> _THE TASK_: Report each line in the material below that contains the word "hand".

> _GIVEN DATA_:
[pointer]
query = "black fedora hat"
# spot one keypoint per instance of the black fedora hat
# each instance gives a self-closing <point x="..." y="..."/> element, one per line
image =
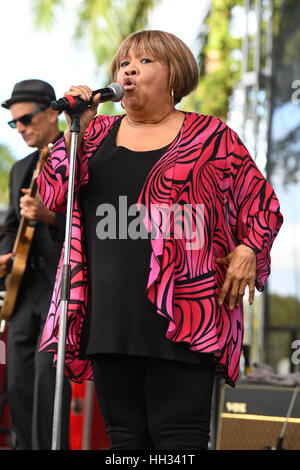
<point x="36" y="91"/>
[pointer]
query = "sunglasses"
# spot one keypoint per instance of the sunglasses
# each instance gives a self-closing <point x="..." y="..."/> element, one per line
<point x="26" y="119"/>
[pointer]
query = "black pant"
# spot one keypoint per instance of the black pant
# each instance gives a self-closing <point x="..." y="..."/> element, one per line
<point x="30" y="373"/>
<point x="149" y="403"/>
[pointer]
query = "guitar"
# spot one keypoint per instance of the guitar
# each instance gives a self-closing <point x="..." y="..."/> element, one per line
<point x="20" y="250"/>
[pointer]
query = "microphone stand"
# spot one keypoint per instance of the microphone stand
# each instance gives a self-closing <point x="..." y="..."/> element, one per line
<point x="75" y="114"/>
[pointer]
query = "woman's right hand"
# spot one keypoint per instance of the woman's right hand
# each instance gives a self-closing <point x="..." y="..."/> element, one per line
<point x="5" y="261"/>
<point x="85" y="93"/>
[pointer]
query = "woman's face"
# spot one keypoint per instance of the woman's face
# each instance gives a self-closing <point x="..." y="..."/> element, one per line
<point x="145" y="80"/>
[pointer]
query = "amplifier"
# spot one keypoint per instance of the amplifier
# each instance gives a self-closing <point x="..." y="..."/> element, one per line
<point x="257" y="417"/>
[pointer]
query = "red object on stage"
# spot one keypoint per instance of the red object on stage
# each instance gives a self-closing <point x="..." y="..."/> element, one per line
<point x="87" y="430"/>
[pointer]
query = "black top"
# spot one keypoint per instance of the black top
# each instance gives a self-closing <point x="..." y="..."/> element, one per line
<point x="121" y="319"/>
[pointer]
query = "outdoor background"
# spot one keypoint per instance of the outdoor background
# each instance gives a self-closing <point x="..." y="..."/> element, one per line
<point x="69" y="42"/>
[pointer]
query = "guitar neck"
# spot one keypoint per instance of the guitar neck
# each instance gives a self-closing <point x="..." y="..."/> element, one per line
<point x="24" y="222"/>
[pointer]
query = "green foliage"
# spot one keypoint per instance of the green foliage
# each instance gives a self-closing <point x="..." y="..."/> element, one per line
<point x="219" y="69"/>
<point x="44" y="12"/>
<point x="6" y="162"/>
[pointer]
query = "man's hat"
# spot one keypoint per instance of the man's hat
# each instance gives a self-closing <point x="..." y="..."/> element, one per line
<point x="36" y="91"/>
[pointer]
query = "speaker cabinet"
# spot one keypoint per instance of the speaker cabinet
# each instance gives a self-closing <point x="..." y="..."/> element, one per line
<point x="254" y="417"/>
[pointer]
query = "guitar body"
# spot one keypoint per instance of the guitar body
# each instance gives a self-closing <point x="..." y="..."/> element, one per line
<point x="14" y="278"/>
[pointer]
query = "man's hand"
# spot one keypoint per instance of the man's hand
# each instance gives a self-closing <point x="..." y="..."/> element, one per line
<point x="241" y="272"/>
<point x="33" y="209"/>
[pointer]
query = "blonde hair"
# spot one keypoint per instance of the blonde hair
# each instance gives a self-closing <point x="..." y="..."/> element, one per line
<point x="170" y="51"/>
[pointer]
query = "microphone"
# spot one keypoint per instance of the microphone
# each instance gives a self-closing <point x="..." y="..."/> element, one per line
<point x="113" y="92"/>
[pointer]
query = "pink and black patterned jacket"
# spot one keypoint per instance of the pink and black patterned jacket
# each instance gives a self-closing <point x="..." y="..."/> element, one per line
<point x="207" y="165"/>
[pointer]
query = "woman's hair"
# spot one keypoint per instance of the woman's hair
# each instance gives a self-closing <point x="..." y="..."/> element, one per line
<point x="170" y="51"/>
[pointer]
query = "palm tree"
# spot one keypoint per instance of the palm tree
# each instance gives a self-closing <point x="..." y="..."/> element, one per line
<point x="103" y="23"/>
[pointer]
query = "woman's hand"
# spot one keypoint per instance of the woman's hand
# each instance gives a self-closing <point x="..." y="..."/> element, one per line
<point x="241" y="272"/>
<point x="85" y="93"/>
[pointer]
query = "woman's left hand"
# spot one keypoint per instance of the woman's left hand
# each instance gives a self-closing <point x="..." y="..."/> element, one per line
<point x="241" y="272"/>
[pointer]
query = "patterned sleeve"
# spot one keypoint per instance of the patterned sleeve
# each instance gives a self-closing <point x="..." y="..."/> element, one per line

> _WORKED ANSWER_:
query = "woman's right hand"
# spot one keypoint per instance of the woman's right hand
query = "man's hand"
# spot one keypoint per instance of the man's hand
query = "woman's hand"
# spot one keypoint per instance of the woman's hand
query = "woman's left hand"
# spot one keypoint per instance of the woman's left hand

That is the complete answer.